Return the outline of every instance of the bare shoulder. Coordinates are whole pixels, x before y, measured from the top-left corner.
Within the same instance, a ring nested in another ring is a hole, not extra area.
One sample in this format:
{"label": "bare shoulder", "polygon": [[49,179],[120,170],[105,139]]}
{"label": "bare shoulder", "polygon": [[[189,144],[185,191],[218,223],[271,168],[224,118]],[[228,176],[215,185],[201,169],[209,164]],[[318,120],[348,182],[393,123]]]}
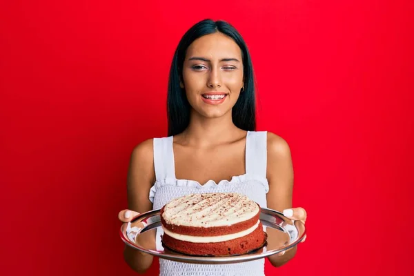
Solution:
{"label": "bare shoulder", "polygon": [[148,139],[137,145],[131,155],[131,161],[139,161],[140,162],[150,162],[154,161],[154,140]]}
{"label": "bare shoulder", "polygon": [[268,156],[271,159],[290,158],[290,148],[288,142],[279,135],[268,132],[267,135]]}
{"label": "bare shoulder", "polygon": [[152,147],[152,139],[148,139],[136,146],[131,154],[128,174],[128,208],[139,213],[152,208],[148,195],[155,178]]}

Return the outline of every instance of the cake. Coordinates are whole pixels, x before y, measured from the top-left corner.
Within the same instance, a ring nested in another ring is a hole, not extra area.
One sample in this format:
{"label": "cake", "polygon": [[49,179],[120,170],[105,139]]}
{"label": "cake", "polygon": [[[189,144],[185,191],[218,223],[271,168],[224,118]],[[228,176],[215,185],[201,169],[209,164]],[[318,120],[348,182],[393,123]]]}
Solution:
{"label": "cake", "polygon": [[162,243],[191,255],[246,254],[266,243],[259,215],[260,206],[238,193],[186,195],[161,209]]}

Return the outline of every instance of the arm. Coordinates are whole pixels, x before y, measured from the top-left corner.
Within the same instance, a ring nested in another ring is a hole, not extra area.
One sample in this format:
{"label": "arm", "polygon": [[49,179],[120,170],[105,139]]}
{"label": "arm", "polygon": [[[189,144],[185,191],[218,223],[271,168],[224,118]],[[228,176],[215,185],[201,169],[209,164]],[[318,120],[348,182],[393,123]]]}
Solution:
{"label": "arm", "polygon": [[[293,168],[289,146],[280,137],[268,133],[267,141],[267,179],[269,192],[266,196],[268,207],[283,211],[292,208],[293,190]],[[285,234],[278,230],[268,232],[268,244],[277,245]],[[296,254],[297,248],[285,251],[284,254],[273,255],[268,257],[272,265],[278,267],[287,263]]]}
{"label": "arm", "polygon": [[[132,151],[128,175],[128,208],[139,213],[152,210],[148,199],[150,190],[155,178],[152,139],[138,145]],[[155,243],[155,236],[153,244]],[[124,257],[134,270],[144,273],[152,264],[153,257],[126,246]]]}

_EXERCISE GOAL:_ Please return verbatim the lines from the one containing "Return the outline of every instance of the arm." through the very last line, including both.

_EXERCISE RESULT:_
Return the outline of every instance of the arm. Coordinates are whole pixels, x before y, measured from the top-left corner.
Within the same instance, a ring nested in another ring is a hole, not extra area.
One sample in this format:
{"label": "arm", "polygon": [[49,179],[120,170],[105,139]]}
{"label": "arm", "polygon": [[[189,144],[185,191],[218,223],[271,168],[224,118]],[[228,176],[215,185],[201,169],[209,164]],[[318,120],[348,182],[393,123]]]}
Solution:
{"label": "arm", "polygon": [[[293,168],[289,146],[280,137],[268,133],[267,141],[267,179],[269,192],[266,196],[268,207],[283,211],[292,208],[293,190]],[[285,234],[278,230],[268,232],[268,244],[277,245]],[[296,254],[297,248],[285,251],[284,254],[273,255],[268,257],[272,265],[278,267],[287,263]]]}
{"label": "arm", "polygon": [[[132,151],[128,175],[128,208],[139,213],[152,210],[148,199],[150,190],[155,178],[152,139],[138,145]],[[155,243],[155,236],[153,244]],[[124,257],[134,270],[144,273],[152,264],[153,257],[126,246]]]}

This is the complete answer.